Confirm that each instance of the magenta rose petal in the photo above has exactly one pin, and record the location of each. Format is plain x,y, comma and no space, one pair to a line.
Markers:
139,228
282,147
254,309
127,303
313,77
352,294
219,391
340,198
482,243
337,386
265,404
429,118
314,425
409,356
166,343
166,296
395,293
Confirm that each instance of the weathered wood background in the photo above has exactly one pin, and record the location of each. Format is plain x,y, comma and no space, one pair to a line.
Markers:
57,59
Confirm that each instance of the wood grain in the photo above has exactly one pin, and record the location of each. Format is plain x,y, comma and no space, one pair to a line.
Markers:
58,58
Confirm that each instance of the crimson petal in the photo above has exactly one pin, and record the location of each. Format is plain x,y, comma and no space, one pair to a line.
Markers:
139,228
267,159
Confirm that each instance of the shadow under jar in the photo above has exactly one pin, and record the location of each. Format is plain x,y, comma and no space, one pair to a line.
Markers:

==================================================

**WHAT THE TASK REQUIRES:** Format every line of the data above as a numbered list, leaving out any blank lines.

**THE REPLY:**
1. Confirm that each instance of the magenta rose petal in the photo above has exactly one pin, and record the location of each. Format is plain x,y, comma and no space, one pair to a line.
2. Markers:
3. 139,228
4. 282,147
5. 254,309
6. 127,303
7. 313,77
8. 352,294
9. 219,391
10. 340,198
11. 482,243
12. 337,386
13. 265,404
14. 429,118
15. 314,425
16. 409,356
17. 166,343
18. 166,296
19. 395,293
20. Confirm that each instance of the weathered wood background in the photo above has exactly one pin, and record the location of each. Format is plain x,y, comma and no space, one pair to a line.
21. Markers:
22. 57,59
23. Confirm that each instance of the wood grain in the photo above has exactly one pin, and record the location of each. Format is plain x,y, comma and no space, one pair to a line.
24. Markers:
25. 58,58
26. Confirm that each instance of the crimson petal in the photo above has exactly one pin, and record the location of each. Format is plain x,y, comma and no space, one pair to a line.
27. Markers:
28. 139,228
29. 267,159
30. Confirm that each instance of the shadow under jar in the photo above has exactly one pin, and record the location of each. Format is plain x,y, comma and no space, one pair to a line.
31. Markers:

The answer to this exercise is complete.